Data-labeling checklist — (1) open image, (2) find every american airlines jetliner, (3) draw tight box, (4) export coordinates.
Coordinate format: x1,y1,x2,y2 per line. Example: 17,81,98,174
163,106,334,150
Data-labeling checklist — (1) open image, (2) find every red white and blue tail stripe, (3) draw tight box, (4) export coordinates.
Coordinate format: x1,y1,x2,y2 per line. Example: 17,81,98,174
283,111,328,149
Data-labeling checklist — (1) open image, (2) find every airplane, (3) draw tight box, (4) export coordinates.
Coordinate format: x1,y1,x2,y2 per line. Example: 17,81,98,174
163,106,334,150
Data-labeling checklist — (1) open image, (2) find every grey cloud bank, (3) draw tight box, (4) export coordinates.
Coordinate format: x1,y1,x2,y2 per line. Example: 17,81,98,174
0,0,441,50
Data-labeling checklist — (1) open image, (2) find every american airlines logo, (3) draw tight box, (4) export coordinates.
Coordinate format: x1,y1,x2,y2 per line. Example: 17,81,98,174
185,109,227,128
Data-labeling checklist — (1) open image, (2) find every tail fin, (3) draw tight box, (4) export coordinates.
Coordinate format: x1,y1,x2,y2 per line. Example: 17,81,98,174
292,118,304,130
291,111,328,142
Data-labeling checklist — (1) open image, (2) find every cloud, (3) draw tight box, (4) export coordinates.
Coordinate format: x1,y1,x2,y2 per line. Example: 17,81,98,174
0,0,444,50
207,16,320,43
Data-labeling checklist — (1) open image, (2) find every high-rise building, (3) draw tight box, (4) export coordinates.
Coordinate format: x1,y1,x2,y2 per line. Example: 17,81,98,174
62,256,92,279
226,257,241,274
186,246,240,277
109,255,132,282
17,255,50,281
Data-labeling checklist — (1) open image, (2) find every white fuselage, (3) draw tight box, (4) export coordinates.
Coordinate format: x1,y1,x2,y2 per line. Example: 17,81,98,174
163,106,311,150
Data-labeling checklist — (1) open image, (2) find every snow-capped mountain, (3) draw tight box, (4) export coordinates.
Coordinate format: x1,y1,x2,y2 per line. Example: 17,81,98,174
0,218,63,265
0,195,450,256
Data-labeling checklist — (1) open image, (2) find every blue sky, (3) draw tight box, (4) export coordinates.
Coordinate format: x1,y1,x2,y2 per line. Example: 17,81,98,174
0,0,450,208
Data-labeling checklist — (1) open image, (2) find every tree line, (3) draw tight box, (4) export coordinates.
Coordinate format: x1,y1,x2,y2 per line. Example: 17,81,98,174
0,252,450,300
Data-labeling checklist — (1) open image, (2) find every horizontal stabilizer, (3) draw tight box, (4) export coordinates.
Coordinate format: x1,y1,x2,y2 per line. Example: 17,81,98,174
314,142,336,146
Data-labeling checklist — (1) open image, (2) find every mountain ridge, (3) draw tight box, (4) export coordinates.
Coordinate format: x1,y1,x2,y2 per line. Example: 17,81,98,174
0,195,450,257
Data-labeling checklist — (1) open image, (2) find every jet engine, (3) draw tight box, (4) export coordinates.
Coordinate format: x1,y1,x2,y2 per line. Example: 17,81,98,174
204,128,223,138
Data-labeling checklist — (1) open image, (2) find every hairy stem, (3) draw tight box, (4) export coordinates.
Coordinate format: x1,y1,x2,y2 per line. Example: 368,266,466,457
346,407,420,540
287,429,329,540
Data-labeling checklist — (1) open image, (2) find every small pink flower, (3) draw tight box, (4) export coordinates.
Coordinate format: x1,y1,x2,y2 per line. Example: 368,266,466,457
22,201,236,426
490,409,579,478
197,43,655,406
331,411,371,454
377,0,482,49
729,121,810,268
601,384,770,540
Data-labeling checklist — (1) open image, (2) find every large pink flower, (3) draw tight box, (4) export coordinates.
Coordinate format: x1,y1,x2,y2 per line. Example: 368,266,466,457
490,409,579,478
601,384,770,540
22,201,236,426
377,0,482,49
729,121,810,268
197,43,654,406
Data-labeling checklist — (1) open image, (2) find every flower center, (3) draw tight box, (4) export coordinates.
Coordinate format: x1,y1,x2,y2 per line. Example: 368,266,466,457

▸ WHAT THE TASK ASKS
Count the lines of the material above that contain the word "flower". Case counts. Reply with the number only.

▸ RESULT OF THE EXERCISE
3